-- TRECHO DO TEXTO --
>>>

Mas identificar os genes e situá-los nos 23 pares de cromossomos humanos é o primeiro passo necessário. Em seguida, os cientistas poderão desvendar os erros genéticos ou mutações à base de centenas de doenças, como diabetes, hipertensão, mal de Alzheimer, câncer e doenças cardíacas.

Com a ajuda da genética poderão ser vislumbrados testes diagnósticos mais sensíveis e específicos. A indústria farmacêutica poderá produzir medicamentos sob medida próprios para o perfil genético do paciente, ampliando sua eficácia e reduzindo seus efeitos colaterais.

A genômica, ou medicina genética, estuda desde a base genética das doenças, até as respostas individuais, geneticamente determinadas a certos tratamentos; uma ênfase é dada hoje para o estudo de diferenças genéticas de uma única letra na seqüência do DNA. Entre algumas doenças associadas a um defeito genético, além das já citadas lembramos a leucemia mielóide aguda, a coréia de Huntington, o câncer de cólon e reto, a fenilcetonúria, a doença inflamatória do intestino, que inclui a síndrome de Crohn e a colite ulcerativa (freqüentes entre judeus), o câncer de mama tipo 1, a Síndrome de Imunodeficiência Combinada, a Síndrome de Down, ou trissomia do cromossomo 21 (mongoloidismo).

Outra promessa para o futuro é a terapia genética que consiste na inserção, através de um vírus, de um gene que corrigiria alguma doença. Esse método foi utilizado com êxito há cerca de um ano na França em dois bebês portadores de Síndrome de Imunodeficiência Combinada.

O próximo desafio será a Proteonômica, ou seja, o trabalho de catalogar e analisar todas as proteínas do nosso organismo.

Questões éticas

Uma pesquisa feita telefonicamente entre adultos americanos encontrou os seguintes resultados:

1) A pergunta: "Mapear o código genético é moralmente errado?
41% responderam sim, 47% responderam não.

2) A pergunta: "Se você tiver acesso a seu código genético, você gostaria de saber a quais doenças está predisposto?

<<<

-- LISTA DE TAREFAS --
1. Extraia do texto sobre genética o trecho que começa nas palavras "Outra promessa para" e termina depois de "é moralmente errado?", copiando-o sem nenhuma alteração.
2. Segundo o texto sobre genética, em que país a terapia genética foi usada com êxito em dois bebês com Síndrome de Imunodeficiência Combinada?
Baseie-se somente no texto.

-- MATERIAL EXTRAÍDO --
>>>

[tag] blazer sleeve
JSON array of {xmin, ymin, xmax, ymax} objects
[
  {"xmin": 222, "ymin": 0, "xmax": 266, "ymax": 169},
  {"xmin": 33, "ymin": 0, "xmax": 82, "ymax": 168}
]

<<<

-- RESPOSTAS --
1.
Outra promessa para o futuro é a terapia genética que consiste na inserção, através de um vírus, de um gene que corrigiria alguma doença. Esse método foi utilizado com êxito há cerca de um ano na França em dois bebês portadores de Síndrome de Imunodeficiência Combinada.

O próximo desafio será a Proteonômica, ou seja, o trabalho de catalogar e analisar todas as proteínas do nosso organismo.

Questões éticas

Uma pesquisa feita telefonicamente entre adultos americanos encontrou os seguintes resultados:

1) A pergunta: "Mapear o código genético é moralmente errado?

2. Na França.